Records provided below:
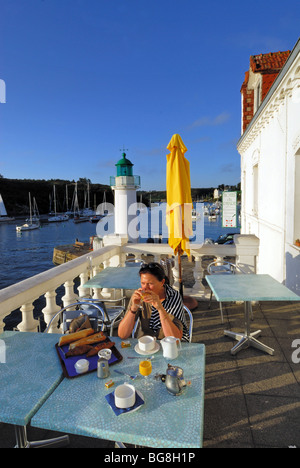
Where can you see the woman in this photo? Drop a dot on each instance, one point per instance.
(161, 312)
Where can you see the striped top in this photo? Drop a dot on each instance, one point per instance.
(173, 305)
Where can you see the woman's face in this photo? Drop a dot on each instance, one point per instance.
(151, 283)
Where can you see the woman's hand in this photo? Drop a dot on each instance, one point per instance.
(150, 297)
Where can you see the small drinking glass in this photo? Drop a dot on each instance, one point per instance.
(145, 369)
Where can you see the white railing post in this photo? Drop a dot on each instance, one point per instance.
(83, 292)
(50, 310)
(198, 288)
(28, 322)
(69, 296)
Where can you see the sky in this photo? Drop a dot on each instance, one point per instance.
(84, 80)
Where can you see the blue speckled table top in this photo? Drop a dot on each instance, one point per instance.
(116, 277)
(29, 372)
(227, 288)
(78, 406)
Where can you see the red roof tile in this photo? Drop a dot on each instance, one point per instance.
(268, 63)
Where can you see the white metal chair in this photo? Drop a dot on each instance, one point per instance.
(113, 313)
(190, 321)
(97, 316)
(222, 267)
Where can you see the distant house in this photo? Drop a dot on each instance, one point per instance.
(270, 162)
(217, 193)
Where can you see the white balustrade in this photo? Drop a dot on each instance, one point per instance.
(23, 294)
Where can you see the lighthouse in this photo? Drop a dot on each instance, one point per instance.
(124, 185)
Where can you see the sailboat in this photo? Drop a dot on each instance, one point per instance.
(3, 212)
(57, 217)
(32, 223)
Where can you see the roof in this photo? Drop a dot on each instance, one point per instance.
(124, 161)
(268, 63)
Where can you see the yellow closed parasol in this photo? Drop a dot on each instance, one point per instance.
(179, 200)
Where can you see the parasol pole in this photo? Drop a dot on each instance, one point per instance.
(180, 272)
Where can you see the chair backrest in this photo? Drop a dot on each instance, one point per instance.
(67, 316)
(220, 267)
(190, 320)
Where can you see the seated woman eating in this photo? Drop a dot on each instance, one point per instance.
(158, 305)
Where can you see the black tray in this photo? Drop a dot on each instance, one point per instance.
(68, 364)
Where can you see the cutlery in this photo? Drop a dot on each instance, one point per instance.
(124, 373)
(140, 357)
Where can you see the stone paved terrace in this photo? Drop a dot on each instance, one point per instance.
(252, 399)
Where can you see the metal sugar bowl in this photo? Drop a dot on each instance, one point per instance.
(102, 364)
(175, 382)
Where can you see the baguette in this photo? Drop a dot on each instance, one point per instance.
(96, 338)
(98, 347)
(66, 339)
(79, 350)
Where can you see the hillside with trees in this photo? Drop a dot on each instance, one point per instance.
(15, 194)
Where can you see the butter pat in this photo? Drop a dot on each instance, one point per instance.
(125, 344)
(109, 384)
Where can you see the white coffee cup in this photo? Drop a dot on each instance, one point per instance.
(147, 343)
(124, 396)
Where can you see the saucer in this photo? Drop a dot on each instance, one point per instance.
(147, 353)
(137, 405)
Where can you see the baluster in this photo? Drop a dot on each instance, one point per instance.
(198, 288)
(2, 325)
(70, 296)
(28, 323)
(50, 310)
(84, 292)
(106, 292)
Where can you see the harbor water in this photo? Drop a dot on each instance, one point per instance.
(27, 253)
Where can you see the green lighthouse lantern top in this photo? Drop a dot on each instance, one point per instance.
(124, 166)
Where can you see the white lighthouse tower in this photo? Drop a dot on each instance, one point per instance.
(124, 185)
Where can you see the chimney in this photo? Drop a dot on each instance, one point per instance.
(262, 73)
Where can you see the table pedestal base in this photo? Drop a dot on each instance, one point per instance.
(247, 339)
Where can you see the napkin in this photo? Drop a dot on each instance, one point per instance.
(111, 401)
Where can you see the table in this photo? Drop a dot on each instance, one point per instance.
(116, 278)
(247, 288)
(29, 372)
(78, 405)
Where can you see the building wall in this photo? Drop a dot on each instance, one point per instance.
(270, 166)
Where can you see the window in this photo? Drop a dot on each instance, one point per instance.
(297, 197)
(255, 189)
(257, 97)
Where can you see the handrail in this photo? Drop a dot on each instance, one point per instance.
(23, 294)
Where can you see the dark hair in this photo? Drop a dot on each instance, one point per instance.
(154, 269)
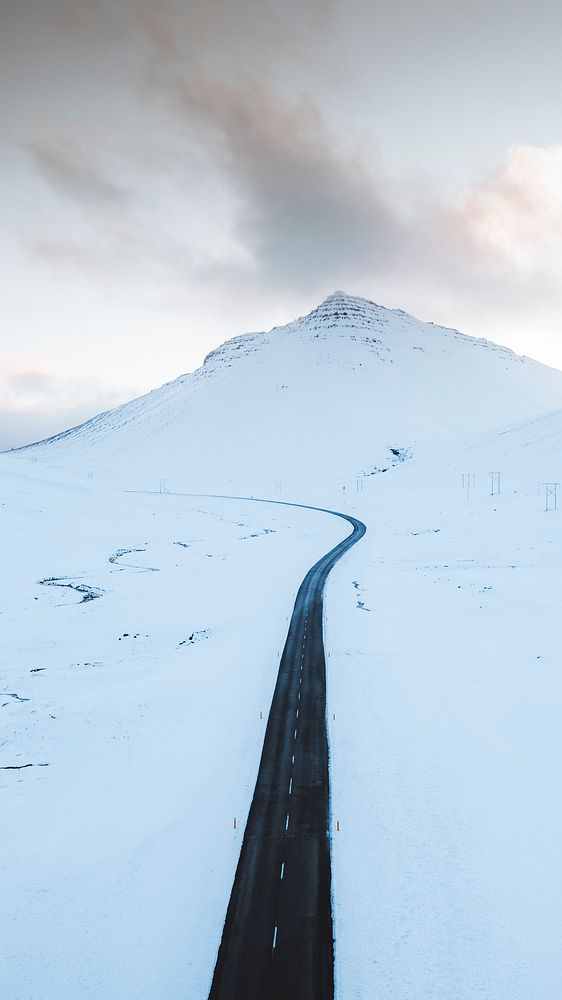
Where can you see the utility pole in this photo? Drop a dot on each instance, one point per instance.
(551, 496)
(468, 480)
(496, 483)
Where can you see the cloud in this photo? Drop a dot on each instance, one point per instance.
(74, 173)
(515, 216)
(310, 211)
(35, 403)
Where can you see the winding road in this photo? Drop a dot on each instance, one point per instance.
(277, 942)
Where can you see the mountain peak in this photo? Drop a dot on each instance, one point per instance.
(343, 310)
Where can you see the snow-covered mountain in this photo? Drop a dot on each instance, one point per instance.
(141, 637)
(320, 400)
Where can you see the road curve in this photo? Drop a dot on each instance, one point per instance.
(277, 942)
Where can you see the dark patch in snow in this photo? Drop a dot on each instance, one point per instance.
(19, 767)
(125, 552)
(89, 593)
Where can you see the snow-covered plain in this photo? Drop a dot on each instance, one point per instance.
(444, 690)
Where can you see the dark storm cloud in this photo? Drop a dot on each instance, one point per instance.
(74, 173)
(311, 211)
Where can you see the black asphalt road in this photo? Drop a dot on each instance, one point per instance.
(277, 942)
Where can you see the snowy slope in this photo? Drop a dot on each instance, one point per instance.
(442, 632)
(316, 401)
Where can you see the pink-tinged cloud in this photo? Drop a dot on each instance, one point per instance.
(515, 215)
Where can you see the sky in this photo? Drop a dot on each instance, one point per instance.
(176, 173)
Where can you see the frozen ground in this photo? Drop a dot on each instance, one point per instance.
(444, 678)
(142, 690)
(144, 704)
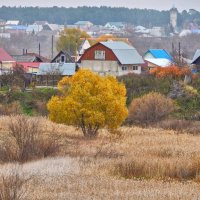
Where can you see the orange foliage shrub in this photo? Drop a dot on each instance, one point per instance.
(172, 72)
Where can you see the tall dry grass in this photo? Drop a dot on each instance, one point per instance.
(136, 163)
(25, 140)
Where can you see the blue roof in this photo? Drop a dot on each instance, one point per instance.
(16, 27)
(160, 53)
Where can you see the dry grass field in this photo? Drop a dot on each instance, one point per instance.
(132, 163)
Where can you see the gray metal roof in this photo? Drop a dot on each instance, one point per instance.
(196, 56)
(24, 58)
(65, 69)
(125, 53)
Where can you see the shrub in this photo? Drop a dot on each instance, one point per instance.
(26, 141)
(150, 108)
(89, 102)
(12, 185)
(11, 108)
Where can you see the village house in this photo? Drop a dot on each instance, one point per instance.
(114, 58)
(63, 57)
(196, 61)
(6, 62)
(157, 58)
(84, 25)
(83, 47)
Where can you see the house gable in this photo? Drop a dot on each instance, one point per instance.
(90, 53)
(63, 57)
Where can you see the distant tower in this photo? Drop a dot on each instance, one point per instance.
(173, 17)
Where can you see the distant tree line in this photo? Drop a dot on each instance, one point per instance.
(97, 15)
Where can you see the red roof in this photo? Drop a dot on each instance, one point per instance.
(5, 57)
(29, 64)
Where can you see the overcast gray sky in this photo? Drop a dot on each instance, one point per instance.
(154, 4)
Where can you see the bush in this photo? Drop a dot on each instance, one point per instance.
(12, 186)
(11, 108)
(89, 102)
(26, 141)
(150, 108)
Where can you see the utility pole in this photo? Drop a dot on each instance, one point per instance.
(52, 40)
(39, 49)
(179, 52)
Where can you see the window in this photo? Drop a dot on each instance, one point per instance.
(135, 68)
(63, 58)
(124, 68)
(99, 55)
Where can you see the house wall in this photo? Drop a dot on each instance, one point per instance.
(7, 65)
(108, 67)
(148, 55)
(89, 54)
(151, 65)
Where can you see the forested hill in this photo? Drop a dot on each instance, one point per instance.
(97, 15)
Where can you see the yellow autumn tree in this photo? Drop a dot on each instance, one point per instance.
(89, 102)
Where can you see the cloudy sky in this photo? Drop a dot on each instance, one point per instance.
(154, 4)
End of Records provided.
Records provided below:
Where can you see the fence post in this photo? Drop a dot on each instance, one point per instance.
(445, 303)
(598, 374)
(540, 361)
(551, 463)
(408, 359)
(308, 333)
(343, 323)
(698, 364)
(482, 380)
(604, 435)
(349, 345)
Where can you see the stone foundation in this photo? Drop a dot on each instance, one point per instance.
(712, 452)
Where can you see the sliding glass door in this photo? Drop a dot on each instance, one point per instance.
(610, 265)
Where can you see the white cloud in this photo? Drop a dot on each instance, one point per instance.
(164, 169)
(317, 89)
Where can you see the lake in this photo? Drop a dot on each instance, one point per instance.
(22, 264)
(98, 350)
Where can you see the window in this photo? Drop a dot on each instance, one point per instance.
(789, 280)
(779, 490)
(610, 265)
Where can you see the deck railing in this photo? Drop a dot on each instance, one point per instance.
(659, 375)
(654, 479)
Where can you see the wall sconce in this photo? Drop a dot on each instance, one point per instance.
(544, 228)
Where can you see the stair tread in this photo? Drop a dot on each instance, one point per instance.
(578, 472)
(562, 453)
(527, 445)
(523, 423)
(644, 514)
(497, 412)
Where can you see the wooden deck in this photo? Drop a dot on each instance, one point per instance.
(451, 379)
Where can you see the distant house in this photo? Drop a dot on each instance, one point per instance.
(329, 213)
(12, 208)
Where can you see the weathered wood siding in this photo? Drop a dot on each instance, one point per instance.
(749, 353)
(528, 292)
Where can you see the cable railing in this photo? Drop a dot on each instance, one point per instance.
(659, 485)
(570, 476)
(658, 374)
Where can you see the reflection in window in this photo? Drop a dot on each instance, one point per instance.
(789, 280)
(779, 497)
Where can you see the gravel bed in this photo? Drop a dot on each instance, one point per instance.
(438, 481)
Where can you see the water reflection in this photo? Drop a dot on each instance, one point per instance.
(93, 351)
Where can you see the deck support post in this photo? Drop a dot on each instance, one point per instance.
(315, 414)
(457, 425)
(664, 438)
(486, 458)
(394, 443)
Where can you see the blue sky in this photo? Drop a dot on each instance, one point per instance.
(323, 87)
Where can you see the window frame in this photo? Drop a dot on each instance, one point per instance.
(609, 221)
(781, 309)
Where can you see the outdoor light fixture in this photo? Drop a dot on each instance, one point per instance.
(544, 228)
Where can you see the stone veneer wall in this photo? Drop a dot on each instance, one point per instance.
End of Records provided.
Records provided below:
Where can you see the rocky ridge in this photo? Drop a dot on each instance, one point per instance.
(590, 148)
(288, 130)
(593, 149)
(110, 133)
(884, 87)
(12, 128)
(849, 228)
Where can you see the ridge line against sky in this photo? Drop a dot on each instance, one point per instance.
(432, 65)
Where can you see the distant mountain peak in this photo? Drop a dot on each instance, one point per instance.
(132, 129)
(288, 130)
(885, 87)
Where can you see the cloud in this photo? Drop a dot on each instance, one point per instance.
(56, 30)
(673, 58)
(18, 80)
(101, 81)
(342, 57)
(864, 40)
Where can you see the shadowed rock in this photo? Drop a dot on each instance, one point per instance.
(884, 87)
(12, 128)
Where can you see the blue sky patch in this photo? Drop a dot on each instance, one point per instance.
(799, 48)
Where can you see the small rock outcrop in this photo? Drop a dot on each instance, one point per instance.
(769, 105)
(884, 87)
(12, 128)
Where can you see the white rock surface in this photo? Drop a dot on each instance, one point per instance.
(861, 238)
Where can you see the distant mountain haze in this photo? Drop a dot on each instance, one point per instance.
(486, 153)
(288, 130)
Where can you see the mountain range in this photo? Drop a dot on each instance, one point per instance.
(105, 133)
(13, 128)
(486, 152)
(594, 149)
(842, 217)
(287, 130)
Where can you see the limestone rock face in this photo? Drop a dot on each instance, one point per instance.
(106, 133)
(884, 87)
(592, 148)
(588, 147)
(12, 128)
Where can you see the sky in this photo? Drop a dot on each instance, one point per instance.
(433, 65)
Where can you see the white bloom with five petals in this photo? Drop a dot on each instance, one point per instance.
End of Records provided.
Task prompt: Using the listing above, return word for word each line from the one that has "Where can you see the water" through the one that has "Where can you see the stone veneer", and no line outside that range.

Exercise solution:
Where can you see the water reflection in this photo? Drop a dot on each instance, one point per instance.
(93, 351)
Where can you see the deck support post in this photo? Drop a dot on each instance, one point per instance.
(315, 414)
(457, 425)
(664, 438)
(486, 458)
(394, 443)
Where can you see the blue sky in this photo? Drop a dot on each instance, one point per instance.
(323, 87)
Where can you see the window frame in this photo? Drop a dot on each instance, one point per instance.
(609, 221)
(781, 309)
Where can you see the outdoor light fixture in this photo? Drop a dot on each instance, one point per instance.
(544, 228)
Where can you see the stone veneer wall in this photo? Drop a dot on each instance, one point per instance.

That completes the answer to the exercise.